Action item
From the data below, set down exactly the lines between the one holding "Please examine the UI shown here and identify the red" and the one holding "Please examine the UI shown here and identify the grass.", inclusive, and no others.
=== Supplied material ===
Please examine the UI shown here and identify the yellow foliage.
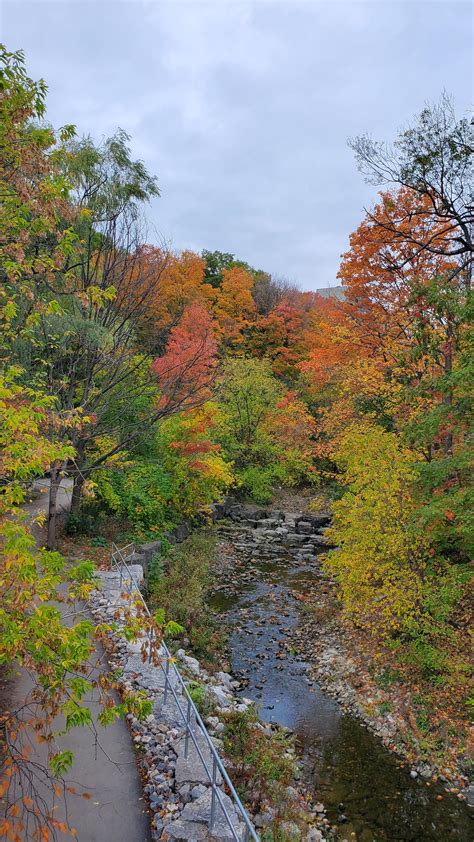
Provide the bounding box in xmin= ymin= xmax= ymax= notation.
xmin=326 ymin=423 xmax=428 ymax=638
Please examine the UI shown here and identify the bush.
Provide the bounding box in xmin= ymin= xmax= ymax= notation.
xmin=220 ymin=708 xmax=312 ymax=840
xmin=221 ymin=708 xmax=296 ymax=802
xmin=238 ymin=466 xmax=275 ymax=504
xmin=148 ymin=530 xmax=225 ymax=666
xmin=65 ymin=507 xmax=106 ymax=536
xmin=186 ymin=681 xmax=214 ymax=717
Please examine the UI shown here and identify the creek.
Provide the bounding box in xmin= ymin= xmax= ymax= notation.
xmin=209 ymin=513 xmax=473 ymax=842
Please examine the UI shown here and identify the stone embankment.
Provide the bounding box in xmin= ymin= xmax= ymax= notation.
xmin=89 ymin=557 xmax=326 ymax=841
xmin=213 ymin=498 xmax=332 ymax=560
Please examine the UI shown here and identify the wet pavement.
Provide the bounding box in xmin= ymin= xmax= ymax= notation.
xmin=1 ymin=479 xmax=151 ymax=841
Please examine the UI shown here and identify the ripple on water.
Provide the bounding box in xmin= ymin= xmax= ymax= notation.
xmin=211 ymin=525 xmax=474 ymax=842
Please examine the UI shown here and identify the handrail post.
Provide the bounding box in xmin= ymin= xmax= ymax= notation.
xmin=209 ymin=755 xmax=217 ymax=832
xmin=163 ymin=654 xmax=170 ymax=705
xmin=184 ymin=697 xmax=191 ymax=759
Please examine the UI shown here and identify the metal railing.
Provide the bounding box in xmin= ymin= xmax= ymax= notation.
xmin=109 ymin=542 xmax=259 ymax=842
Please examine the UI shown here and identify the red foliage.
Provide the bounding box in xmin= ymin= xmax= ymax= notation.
xmin=152 ymin=302 xmax=218 ymax=412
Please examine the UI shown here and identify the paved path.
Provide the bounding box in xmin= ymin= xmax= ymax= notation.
xmin=1 ymin=479 xmax=151 ymax=841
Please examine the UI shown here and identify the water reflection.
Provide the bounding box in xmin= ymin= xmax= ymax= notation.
xmin=211 ymin=525 xmax=473 ymax=841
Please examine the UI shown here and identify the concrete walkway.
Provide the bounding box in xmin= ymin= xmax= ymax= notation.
xmin=1 ymin=479 xmax=151 ymax=841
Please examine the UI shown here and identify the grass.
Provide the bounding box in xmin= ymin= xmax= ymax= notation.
xmin=148 ymin=528 xmax=227 ymax=669
xmin=220 ymin=708 xmax=314 ymax=840
xmin=186 ymin=681 xmax=215 ymax=718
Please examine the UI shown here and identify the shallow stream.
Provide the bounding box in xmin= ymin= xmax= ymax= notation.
xmin=209 ymin=519 xmax=473 ymax=842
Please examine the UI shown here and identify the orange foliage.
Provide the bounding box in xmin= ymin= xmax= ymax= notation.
xmin=338 ymin=189 xmax=457 ymax=362
xmin=125 ymin=246 xmax=214 ymax=343
xmin=214 ymin=266 xmax=256 ymax=346
xmin=152 ymin=301 xmax=218 ymax=411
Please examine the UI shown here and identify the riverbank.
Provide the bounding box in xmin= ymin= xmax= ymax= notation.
xmin=208 ymin=501 xmax=473 ymax=840
xmin=54 ymin=493 xmax=473 ymax=839
xmin=292 ymin=564 xmax=474 ymax=802
xmin=89 ymin=558 xmax=327 ymax=842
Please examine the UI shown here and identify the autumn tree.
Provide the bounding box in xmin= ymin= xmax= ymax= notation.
xmin=138 ymin=248 xmax=214 ymax=347
xmin=250 ymin=294 xmax=316 ymax=382
xmin=216 ymin=358 xmax=316 ymax=502
xmin=152 ymin=300 xmax=218 ymax=411
xmin=0 ymin=45 xmax=76 ymax=351
xmin=326 ymin=423 xmax=428 ymax=637
xmin=349 ymin=93 xmax=474 ymax=286
xmin=0 ymin=371 xmax=163 ymax=840
xmin=213 ymin=265 xmax=256 ymax=348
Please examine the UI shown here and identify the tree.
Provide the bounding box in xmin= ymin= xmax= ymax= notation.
xmin=250 ymin=272 xmax=293 ymax=316
xmin=214 ymin=265 xmax=256 ymax=348
xmin=8 ymin=122 xmax=218 ymax=546
xmin=152 ymin=301 xmax=218 ymax=412
xmin=249 ymin=296 xmax=313 ymax=382
xmin=0 ymin=372 xmax=155 ymax=840
xmin=137 ymin=248 xmax=214 ymax=347
xmin=201 ymin=249 xmax=237 ymax=288
xmin=87 ymin=402 xmax=233 ymax=537
xmin=0 ymin=45 xmax=76 ymax=352
xmin=216 ymin=358 xmax=316 ymax=502
xmin=338 ymin=188 xmax=458 ymax=363
xmin=349 ymin=94 xmax=474 ymax=286
xmin=216 ymin=357 xmax=281 ymax=465
xmin=326 ymin=423 xmax=428 ymax=637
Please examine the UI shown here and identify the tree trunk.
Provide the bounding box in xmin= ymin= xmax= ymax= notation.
xmin=70 ymin=473 xmax=85 ymax=515
xmin=442 ymin=329 xmax=454 ymax=458
xmin=46 ymin=463 xmax=62 ymax=550
xmin=70 ymin=444 xmax=86 ymax=515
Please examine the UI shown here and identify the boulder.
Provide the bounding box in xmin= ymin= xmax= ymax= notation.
xmin=296 ymin=513 xmax=331 ymax=529
xmin=174 ymin=732 xmax=223 ymax=786
xmin=162 ymin=818 xmax=209 ymax=840
xmin=181 ymin=789 xmax=242 ymax=840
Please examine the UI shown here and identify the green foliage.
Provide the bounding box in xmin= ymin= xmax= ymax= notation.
xmin=65 ymin=507 xmax=107 ymax=536
xmin=149 ymin=531 xmax=225 ymax=665
xmin=186 ymin=681 xmax=214 ymax=717
xmin=85 ymin=405 xmax=233 ymax=540
xmin=376 ymin=667 xmax=403 ymax=690
xmin=201 ymin=249 xmax=254 ymax=289
xmin=217 ymin=357 xmax=281 ymax=464
xmin=63 ymin=128 xmax=159 ymax=222
xmin=216 ymin=358 xmax=316 ymax=501
xmin=147 ymin=552 xmax=164 ymax=592
xmin=238 ymin=465 xmax=275 ymax=504
xmin=49 ymin=751 xmax=74 ymax=778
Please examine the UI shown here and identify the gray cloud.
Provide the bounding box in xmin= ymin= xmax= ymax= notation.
xmin=3 ymin=0 xmax=472 ymax=289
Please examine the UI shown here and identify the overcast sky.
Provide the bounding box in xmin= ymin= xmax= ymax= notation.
xmin=2 ymin=1 xmax=472 ymax=290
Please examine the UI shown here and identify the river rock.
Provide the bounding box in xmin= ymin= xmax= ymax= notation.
xmin=214 ymin=671 xmax=234 ymax=690
xmin=209 ymin=686 xmax=232 ymax=707
xmin=306 ymin=830 xmax=323 ymax=842
xmin=162 ymin=818 xmax=209 ymax=840
xmin=180 ymin=789 xmax=242 ymax=839
xmin=279 ymin=820 xmax=301 ymax=837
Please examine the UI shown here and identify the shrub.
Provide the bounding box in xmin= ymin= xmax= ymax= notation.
xmin=148 ymin=530 xmax=225 ymax=666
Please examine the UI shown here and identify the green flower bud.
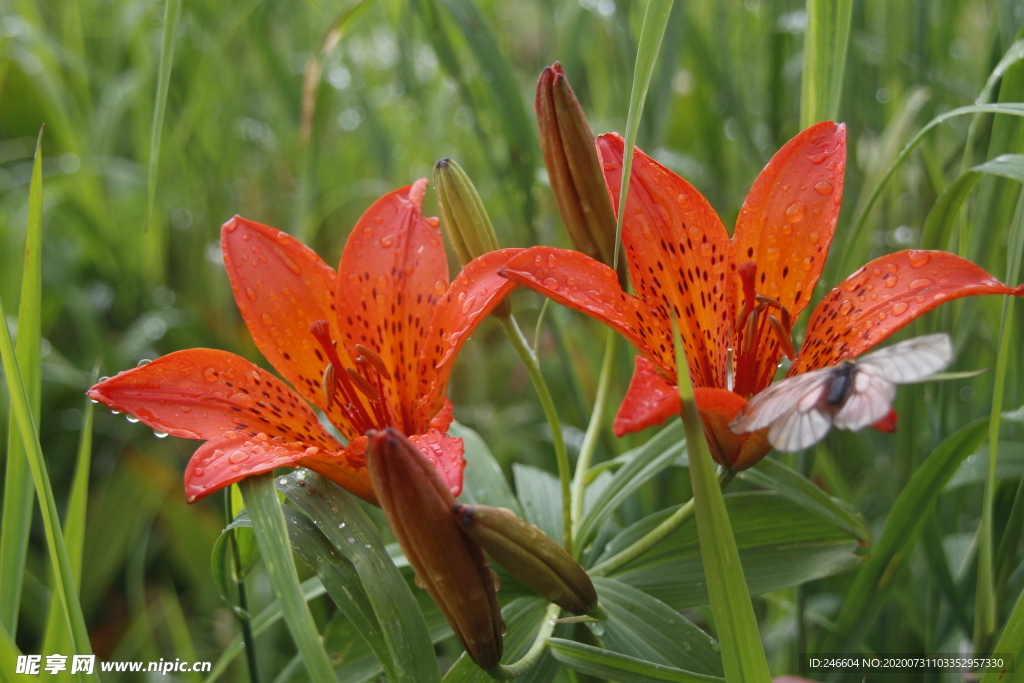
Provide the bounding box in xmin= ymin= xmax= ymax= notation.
xmin=535 ymin=62 xmax=618 ymax=269
xmin=366 ymin=429 xmax=504 ymax=670
xmin=434 ymin=158 xmax=501 ymax=266
xmin=454 ymin=503 xmax=598 ymax=616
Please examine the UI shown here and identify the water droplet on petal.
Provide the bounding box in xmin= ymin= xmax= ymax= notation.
xmin=203 ymin=367 xmax=218 ymax=382
xmin=542 ymin=277 xmax=560 ymax=290
xmin=909 ymin=278 xmax=933 ymax=289
xmin=813 ymin=180 xmax=833 ymax=194
xmin=426 ymin=217 xmax=440 ymax=228
xmin=154 ymin=431 xmax=168 ymax=439
xmin=785 ymin=201 xmax=806 ymax=223
xmin=908 ymin=251 xmax=931 ymax=268
xmin=126 ymin=415 xmax=139 ymax=423
xmin=193 ymin=467 xmax=204 ymax=476
xmin=883 ymin=274 xmax=898 ymax=288
xmin=891 ymin=302 xmax=910 ymax=315
xmin=765 ymin=247 xmax=781 ymax=260
xmin=245 ymin=287 xmax=258 ymax=301
xmin=380 ymin=235 xmax=395 ymax=248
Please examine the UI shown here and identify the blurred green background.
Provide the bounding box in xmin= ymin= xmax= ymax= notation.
xmin=2 ymin=0 xmax=1024 ymax=679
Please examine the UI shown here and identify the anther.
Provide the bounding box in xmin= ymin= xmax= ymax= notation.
xmin=346 ymin=367 xmax=382 ymax=402
xmin=780 ymin=305 xmax=792 ymax=332
xmin=321 ymin=363 xmax=336 ymax=409
xmin=755 ymin=294 xmax=782 ymax=309
xmin=355 ymin=344 xmax=391 ymax=380
xmin=767 ymin=315 xmax=796 ymax=361
xmin=735 ymin=261 xmax=758 ymax=329
xmin=742 ymin=308 xmax=759 ymax=355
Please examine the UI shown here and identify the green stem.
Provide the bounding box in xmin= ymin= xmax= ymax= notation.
xmin=571 ymin=328 xmax=618 ymax=535
xmin=486 ymin=602 xmax=560 ymax=680
xmin=500 ymin=314 xmax=573 ymax=551
xmin=590 ymin=469 xmax=735 ymax=578
xmin=225 ymin=492 xmax=260 ymax=683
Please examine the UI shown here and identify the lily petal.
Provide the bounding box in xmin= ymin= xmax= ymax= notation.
xmin=422 ymin=248 xmax=523 ymax=420
xmin=221 ymin=216 xmax=356 ymax=435
xmin=596 ymin=133 xmax=731 ymax=388
xmin=694 ymin=387 xmax=769 ymax=469
xmin=792 ymin=250 xmax=1024 ymax=374
xmin=409 ymin=429 xmax=466 ymax=497
xmin=613 ymin=355 xmax=681 ymax=437
xmin=728 ymin=122 xmax=845 ymax=392
xmin=86 ymin=349 xmax=340 ymax=449
xmin=335 ymin=180 xmax=449 ymax=432
xmin=501 ymin=247 xmax=673 ymax=373
xmin=184 ymin=432 xmax=374 ymax=504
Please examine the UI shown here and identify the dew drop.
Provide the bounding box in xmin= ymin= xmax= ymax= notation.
xmin=137 ymin=359 xmax=152 ymax=367
xmin=126 ymin=415 xmax=139 ymax=423
xmin=380 ymin=235 xmax=395 ymax=248
xmin=813 ymin=180 xmax=833 ymax=195
xmin=908 ymin=251 xmax=931 ymax=268
xmin=883 ymin=274 xmax=898 ymax=288
xmin=154 ymin=431 xmax=168 ymax=439
xmin=785 ymin=201 xmax=806 ymax=223
xmin=204 ymin=367 xmax=219 ymax=382
xmin=838 ymin=300 xmax=854 ymax=315
xmin=426 ymin=217 xmax=440 ymax=228
xmin=280 ymin=254 xmax=302 ymax=276
xmin=909 ymin=278 xmax=933 ymax=289
xmin=433 ymin=280 xmax=447 ymax=296
xmin=547 ymin=254 xmax=557 ymax=267
xmin=765 ymin=247 xmax=781 ymax=260
xmin=891 ymin=302 xmax=909 ymax=315
xmin=110 ymin=409 xmax=120 ymax=415
xmin=245 ymin=287 xmax=258 ymax=301
xmin=807 ymin=151 xmax=830 ymax=164
xmin=460 ymin=295 xmax=477 ymax=313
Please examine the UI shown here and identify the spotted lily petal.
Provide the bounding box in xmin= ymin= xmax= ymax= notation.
xmin=792 ymin=250 xmax=1024 ymax=374
xmin=613 ymin=355 xmax=681 ymax=436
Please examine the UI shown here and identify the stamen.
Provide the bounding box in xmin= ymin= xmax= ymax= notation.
xmin=735 ymin=261 xmax=758 ymax=329
xmin=321 ymin=363 xmax=336 ymax=409
xmin=780 ymin=305 xmax=792 ymax=332
xmin=346 ymin=367 xmax=382 ymax=402
xmin=309 ymin=319 xmax=375 ymax=432
xmin=741 ymin=308 xmax=758 ymax=356
xmin=355 ymin=344 xmax=391 ymax=380
xmin=755 ymin=294 xmax=782 ymax=309
xmin=767 ymin=315 xmax=796 ymax=361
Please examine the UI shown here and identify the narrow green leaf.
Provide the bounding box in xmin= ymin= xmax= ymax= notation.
xmin=237 ymin=474 xmax=336 ymax=683
xmin=946 ymin=442 xmax=1024 ymax=489
xmin=824 ymin=418 xmax=989 ymax=652
xmin=976 ymin=173 xmax=1024 ymax=647
xmin=612 ymin=0 xmax=675 ymax=269
xmin=979 ymin=588 xmax=1024 ymax=683
xmin=277 ymin=471 xmax=441 ymax=683
xmin=450 ymin=421 xmax=522 ymax=514
xmin=674 ymin=320 xmax=771 ymax=683
xmin=160 ymin=589 xmax=202 ymax=683
xmin=594 ymin=577 xmax=723 ymax=676
xmin=600 ymin=493 xmax=862 ymax=610
xmin=0 ymin=127 xmax=44 ymax=637
xmin=514 ymin=464 xmax=565 ymax=545
xmin=41 ymin=391 xmax=95 ymax=672
xmin=739 ymin=457 xmax=870 ymax=544
xmin=0 ymin=619 xmax=38 ymax=683
xmin=799 ymin=0 xmax=852 ymax=128
xmin=146 ymin=0 xmax=183 ymax=229
xmin=576 ymin=419 xmax=685 ymax=553
xmin=547 ymin=638 xmax=723 ymax=683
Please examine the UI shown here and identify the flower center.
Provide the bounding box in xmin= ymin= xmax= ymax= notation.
xmin=310 ymin=320 xmax=394 ymax=434
xmin=732 ymin=261 xmax=797 ymax=397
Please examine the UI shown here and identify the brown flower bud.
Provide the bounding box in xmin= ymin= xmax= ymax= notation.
xmin=455 ymin=504 xmax=598 ymax=615
xmin=535 ymin=63 xmax=618 ymax=269
xmin=366 ymin=429 xmax=504 ymax=670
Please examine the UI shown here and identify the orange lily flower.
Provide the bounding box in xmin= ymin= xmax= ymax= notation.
xmin=501 ymin=122 xmax=1024 ymax=469
xmin=88 ymin=180 xmax=520 ymax=502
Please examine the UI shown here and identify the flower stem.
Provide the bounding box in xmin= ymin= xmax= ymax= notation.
xmin=486 ymin=602 xmax=560 ymax=680
xmin=500 ymin=314 xmax=573 ymax=551
xmin=590 ymin=468 xmax=735 ymax=578
xmin=571 ymin=327 xmax=618 ymax=538
xmin=225 ymin=490 xmax=260 ymax=683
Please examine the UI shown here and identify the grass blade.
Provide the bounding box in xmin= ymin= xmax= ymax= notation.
xmin=823 ymin=418 xmax=989 ymax=652
xmin=673 ymin=321 xmax=771 ymax=683
xmin=612 ymin=0 xmax=674 ymax=269
xmin=0 ymin=127 xmax=44 ymax=637
xmin=547 ymin=638 xmax=724 ymax=683
xmin=799 ymin=0 xmax=852 ymax=128
xmin=979 ymin=588 xmax=1024 ymax=683
xmin=238 ymin=474 xmax=336 ymax=683
xmin=145 ymin=0 xmax=183 ymax=230
xmin=0 ymin=619 xmax=38 ymax=683
xmin=975 ymin=181 xmax=1024 ymax=648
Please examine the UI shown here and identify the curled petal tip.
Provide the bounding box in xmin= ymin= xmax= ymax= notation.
===
Answer space
Please examine the UI shown here and identify the red foliage.
Provide the bounding box in xmin= ymin= xmax= ymax= notation.
xmin=152 ymin=302 xmax=218 ymax=412
Please examine the UI shown here and identify the paved path.
Provide the bounding box in xmin= ymin= xmax= ymax= notation.
xmin=1 ymin=479 xmax=151 ymax=841
Please examine the UI shown here and identify the water reflection.
Provide the bounding box in xmin= ymin= xmax= ymax= notation.
xmin=211 ymin=525 xmax=473 ymax=841
Please examine the UI shown here and identify the concrete walkway.
Provide the bounding box in xmin= ymin= xmax= ymax= notation.
xmin=1 ymin=479 xmax=151 ymax=841
Please examine the UI shown here and identify the grass.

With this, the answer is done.